Eu aprendi que mais do que confiar nos médicos para tratarem o meu lúpus, eu devo ser um agente ativo e o principal do meu tratamento

Que sintomas a doença lhe causou?

Quando comecei a sentir os primeiros sintomas, em 2010, acordava com dores articulares e rigidez que não me permitiam, por exemplo, atar os atacadores das sapatilhas ou apertar o botão das calças. Precisava de ajuda para tarefas simples, como vestir-me. Isto aconteceu no meu primeiro ano da universidade, e lembro-me que na primeira aula da manhã não conseguia tirar apontamentos, porque não conseguia pegar na caneta, além de me sentir bastante cansada e muitas vezes ter febre ao início da manhã. Até chegar ao diagnóstico levou bastantes meses, quase um ano. Acabou por ser um processo longo e bastante doloroso, porque antes de descobrir o diagnóstico, não consegui ser medicada devidamente e por isso as dores continuavam e simplesmente não sabia o que tinha. Depois de receber o tratamento adequado comecei a sentir-me melhor. Ao longo dos anos, tive a afetação de alguns órgãos, com algumas situações mais preocupantes. Mas hoje, felizmente, posso dizer que o lúpus está estável e os sintomas que tenho são mais a fadiga, dores articulares, mas que não são incapacitantes como nos primeiros anos da vida com lúpus.

◆ O QUE FAZER: Repete, tal e qual, a parte do excerto sobre o lúpus que começa em "Eu aprendi que" e termina em "doença lhe causou?".

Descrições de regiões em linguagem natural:
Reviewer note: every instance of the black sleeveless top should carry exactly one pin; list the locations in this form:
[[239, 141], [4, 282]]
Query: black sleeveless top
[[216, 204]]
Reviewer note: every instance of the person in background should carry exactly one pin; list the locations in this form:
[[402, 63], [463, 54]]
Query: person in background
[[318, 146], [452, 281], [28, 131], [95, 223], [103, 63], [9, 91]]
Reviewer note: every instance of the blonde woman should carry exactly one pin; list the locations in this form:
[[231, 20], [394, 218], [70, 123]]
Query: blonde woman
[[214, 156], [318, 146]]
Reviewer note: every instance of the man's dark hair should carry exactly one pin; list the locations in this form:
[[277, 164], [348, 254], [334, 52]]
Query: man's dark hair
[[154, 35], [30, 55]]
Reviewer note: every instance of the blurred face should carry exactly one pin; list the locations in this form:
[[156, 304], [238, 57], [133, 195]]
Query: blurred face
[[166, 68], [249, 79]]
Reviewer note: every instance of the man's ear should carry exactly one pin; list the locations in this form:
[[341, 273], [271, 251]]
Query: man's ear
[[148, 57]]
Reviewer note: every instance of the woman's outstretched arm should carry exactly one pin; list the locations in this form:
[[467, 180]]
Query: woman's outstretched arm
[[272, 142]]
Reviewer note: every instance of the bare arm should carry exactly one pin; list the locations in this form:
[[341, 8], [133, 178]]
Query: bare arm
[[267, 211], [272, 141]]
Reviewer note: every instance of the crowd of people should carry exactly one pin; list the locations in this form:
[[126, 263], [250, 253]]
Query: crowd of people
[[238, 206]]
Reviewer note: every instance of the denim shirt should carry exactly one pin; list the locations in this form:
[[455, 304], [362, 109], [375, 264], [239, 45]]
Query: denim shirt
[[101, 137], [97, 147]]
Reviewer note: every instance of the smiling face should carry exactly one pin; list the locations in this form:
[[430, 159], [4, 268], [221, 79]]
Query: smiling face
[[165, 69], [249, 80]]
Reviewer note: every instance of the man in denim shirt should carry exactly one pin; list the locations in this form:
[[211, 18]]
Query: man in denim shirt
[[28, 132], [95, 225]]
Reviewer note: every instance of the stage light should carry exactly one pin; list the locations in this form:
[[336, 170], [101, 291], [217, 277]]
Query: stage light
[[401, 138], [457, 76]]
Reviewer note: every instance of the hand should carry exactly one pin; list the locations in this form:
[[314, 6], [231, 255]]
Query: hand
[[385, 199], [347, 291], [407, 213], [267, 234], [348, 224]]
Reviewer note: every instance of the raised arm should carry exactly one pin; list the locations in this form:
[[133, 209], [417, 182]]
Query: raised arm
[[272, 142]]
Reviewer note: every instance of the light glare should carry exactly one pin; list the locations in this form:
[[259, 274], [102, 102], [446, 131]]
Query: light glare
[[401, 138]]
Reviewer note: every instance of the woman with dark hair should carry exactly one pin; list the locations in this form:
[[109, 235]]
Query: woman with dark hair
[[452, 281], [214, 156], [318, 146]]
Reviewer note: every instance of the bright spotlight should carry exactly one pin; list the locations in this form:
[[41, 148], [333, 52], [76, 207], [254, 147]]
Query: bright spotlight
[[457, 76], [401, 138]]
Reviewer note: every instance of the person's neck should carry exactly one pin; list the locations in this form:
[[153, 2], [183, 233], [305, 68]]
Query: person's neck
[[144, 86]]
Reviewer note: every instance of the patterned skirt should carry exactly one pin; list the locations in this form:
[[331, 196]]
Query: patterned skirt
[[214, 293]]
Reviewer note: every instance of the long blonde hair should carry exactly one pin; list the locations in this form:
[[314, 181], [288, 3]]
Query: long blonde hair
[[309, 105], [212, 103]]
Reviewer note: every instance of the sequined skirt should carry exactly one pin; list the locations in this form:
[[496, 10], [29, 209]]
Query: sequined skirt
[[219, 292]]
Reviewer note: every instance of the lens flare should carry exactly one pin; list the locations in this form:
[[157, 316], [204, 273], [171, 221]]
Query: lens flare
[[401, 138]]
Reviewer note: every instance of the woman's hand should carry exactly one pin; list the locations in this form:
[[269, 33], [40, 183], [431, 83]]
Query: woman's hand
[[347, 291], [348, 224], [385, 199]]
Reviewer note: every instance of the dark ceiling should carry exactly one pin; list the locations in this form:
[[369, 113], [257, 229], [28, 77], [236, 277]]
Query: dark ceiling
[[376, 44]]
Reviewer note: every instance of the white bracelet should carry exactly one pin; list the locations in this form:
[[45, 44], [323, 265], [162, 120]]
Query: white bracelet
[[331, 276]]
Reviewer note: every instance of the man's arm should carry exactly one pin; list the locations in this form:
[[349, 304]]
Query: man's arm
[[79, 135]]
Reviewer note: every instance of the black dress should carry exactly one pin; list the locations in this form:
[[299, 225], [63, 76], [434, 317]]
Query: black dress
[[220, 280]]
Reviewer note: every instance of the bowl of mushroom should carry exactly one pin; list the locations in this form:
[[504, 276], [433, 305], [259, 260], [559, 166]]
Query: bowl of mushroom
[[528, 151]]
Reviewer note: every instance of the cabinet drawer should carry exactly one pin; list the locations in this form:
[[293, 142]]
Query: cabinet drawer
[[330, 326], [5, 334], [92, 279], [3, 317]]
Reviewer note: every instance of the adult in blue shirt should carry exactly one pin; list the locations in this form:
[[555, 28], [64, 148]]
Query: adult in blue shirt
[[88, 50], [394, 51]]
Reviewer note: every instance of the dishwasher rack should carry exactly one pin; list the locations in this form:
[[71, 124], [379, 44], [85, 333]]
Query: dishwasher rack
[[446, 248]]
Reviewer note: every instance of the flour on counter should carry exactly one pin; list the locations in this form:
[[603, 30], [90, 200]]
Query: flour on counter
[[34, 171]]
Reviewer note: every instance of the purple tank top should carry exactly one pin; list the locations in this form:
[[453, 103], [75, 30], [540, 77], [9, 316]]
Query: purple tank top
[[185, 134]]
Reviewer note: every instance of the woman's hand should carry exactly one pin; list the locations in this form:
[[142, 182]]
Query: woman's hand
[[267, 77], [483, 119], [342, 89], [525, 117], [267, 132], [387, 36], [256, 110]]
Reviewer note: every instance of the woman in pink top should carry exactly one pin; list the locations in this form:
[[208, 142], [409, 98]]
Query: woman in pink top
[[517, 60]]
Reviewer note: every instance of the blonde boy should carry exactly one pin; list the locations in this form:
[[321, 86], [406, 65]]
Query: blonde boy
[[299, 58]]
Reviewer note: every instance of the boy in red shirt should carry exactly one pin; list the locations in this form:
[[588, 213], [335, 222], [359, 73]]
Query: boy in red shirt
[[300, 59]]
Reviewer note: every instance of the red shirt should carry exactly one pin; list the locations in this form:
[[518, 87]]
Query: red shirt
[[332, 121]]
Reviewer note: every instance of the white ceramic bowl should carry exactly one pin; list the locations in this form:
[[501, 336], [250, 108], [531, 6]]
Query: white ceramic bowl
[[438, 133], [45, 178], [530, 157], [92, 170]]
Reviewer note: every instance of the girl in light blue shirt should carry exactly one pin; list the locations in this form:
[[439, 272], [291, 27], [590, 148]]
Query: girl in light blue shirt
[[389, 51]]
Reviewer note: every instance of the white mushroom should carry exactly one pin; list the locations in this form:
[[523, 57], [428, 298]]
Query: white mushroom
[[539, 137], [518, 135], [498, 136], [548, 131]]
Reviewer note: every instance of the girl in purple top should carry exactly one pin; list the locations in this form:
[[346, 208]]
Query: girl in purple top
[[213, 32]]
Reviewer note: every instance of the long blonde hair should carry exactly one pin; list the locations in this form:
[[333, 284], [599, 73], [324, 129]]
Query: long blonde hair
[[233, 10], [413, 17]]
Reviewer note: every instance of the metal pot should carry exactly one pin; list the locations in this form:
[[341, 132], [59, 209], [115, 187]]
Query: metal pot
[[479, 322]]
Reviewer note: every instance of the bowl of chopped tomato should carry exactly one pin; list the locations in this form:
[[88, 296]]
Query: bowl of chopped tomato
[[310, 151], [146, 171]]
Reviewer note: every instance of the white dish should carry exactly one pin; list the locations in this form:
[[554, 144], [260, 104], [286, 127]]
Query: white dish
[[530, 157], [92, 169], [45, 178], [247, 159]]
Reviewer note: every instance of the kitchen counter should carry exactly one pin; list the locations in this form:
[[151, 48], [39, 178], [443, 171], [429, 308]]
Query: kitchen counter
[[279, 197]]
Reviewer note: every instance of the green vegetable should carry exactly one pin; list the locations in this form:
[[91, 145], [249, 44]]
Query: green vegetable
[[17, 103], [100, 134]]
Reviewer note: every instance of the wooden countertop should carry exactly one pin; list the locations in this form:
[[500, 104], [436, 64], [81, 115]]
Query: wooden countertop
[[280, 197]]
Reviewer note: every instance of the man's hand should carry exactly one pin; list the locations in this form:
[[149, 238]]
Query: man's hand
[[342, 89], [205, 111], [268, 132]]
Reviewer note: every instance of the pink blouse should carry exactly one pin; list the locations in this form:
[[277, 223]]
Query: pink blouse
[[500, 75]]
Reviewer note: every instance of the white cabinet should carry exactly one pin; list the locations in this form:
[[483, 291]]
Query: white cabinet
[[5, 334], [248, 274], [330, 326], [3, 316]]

◆ RESPOSTA:
Eu aprendi que mais do que confiar nos médicos para tratarem o meu lúpus, eu devo ser um agente ativo e o principal do meu tratamento

Que sintomas a doença lhe causou?